## Work order
Condense the paragraph of the angiotensin abstract that begins "In previous studies, we showed" into a short bulleted list that keeps its main findings.

══ Supplied text

Angiotensin II activates distinct signal transduction pathways in astrocytes isolated from neonatal rat brain.

In previous studies, we showed that angiotensin II (Ang II) and its congener peptides-angiotensin-(2-8) [Ang-(2-8)] and angiotensin-(1-7) [Ang-(1-7)]-activate 2 distinct signal transduction pathways in a mixed population of human cortical astrocytoma cells. This suggested that different populations of astrocytes could be heterogeneous with respect to their expression of Ang II receptors or the responses to which these receptors are coupled. To compare the responses which are activated by Ang II and its congener peptides in astrocytes from different brain regions, we measured phospholipase C (PLC) activity and prostaglandin release in isolated astrocytes from 4 different areas of neonatal rat brain. In medullary and cerebellar astrocytes, Ang II activated a phosphoinositide-specific PLC in a dose-dependent manner with EC50s of 1.74 and 1.86 nM, respectively. Ang-(2-8) also caused an increase in inositol phosphate release. PLC activity was coupled to an AT1 receptor in both medullary and cerebellar astrocytes, as demonstrated by the inhibition of Ang II-activation of inositol phosphate release by the AT1 antagonist losartan. The AT2 antagonist PD 123319 was ineffective. Ang II and Ang-(2-8) also released prostacyclin from medullary and cerebellar astrocytes, measured as the release of its stable metabolite 6-keto-PGF1 alpha. In contrast, Ang II did not activate PLC or release prostaglandins in astrocytes isolated from the cortex or hypothalamus. In addition, Ang-(1-7) did not stimulate the release of inositol phosphates or prostacyclin in astrocytes from any of the neonatal rat brain regions examined. However, bradykinin (1 microM) activated PLC or released prostacyclin in astrocytes isolated from all 4 brain regions. These results suggest that Ang II receptors on region-specific astrocytes activate distinct signal transduction mechanisms in response to different angiotensin peptides.

════
══ Data under study

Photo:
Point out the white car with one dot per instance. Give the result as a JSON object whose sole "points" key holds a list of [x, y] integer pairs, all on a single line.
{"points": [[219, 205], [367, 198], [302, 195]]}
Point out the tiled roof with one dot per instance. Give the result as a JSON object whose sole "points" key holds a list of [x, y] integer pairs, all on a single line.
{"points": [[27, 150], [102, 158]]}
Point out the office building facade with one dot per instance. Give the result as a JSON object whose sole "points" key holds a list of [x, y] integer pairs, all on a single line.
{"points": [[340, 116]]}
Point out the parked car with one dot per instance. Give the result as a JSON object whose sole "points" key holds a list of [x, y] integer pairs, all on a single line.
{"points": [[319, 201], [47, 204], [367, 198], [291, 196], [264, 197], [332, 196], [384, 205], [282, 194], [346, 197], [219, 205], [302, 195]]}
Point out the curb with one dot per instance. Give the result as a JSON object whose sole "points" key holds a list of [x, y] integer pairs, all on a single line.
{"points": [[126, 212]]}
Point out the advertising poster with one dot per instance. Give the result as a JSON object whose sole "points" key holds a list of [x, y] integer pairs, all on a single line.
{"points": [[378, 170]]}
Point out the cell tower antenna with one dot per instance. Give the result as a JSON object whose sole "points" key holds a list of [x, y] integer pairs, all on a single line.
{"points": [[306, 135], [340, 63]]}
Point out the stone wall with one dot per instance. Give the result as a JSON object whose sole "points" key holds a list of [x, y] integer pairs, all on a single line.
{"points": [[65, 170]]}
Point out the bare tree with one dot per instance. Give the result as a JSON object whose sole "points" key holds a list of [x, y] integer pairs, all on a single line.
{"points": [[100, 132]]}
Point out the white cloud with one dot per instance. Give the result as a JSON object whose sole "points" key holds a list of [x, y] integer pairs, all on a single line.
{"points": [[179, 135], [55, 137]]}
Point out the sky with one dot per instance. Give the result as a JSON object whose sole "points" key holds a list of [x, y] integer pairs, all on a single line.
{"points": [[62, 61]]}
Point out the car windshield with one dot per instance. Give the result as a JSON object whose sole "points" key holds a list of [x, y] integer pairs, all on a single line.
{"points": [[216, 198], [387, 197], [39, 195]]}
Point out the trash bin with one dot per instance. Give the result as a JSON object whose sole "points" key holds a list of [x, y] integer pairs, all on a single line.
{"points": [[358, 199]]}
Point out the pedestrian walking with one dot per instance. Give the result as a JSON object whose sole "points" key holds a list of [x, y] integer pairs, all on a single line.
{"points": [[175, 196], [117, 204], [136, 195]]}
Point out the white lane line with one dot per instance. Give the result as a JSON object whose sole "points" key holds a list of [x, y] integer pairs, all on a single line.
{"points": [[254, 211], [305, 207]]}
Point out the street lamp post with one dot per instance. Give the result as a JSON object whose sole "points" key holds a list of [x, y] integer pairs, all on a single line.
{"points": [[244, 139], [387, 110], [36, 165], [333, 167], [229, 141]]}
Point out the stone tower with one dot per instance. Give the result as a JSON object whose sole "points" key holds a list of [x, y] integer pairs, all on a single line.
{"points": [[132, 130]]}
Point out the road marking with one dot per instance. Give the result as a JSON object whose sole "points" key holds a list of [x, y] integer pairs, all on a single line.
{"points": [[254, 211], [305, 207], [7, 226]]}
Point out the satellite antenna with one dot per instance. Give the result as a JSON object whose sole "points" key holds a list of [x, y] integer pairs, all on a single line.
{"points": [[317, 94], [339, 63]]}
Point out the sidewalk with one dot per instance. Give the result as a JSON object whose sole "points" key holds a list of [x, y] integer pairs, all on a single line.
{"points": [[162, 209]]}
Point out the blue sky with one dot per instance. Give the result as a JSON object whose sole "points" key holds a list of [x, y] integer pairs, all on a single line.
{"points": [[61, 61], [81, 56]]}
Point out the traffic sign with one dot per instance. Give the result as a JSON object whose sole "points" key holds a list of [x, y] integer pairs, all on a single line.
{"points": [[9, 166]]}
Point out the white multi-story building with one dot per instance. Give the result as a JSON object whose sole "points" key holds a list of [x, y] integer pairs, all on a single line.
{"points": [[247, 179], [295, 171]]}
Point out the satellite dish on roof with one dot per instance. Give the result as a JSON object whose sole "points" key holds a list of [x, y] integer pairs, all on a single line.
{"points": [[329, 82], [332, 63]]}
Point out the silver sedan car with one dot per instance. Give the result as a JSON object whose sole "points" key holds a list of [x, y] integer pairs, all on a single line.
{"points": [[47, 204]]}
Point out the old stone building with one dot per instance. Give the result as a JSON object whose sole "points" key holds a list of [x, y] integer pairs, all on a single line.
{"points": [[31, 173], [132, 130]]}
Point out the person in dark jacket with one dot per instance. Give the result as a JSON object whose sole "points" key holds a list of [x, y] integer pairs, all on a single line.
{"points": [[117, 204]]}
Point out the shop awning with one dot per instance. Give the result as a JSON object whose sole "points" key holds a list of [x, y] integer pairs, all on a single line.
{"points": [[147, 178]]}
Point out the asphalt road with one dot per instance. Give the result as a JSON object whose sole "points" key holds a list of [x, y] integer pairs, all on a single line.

════

## Your solution
- Earlier work: Ang II, Ang-(2-8) and Ang-(1-7) activated 2 distinct signal transduction pathways in mixed human cortical astrocytoma cells. This suggested that astrocyte populations may differ in Ang II receptor expression or in the responses those receptors are coupled to.
- Present study: PLC activity and prostaglandin release were measured in astrocytes isolated from 4 areas of neonatal rat brain.
- Medullary and cerebellar astrocytes: Ang II activated a phosphoinositide-specific PLC dose-dependently (EC50s of 1.74 and 1.86 nM). Ang-(2-8) also increased inositol phosphate release.
- Receptor coupling: this PLC activity was linked to an AT1 receptor. It was inhibited by losartan, while the AT2 antagonist PD 123319 had no effect.
- Prostacyclin: Ang II and Ang-(2-8) also released prostacyclin from these astrocytes, measured as 6-keto-PGF1 alpha.
- Cortical and hypothalamic astrocytes: Ang II activated neither PLC nor prostaglandin release.
- Ang-(1-7): it stimulated neither inositol phosphate nor prostacyclin release in any region examined.
- Bradykinin (1 microM): it activated PLC or released prostacyclin in astrocytes from all 4 regions.
- Conclusion: Ang II receptors on region-specific astrocytes activate distinct signal transduction mechanisms in response to different angiotensin peptides.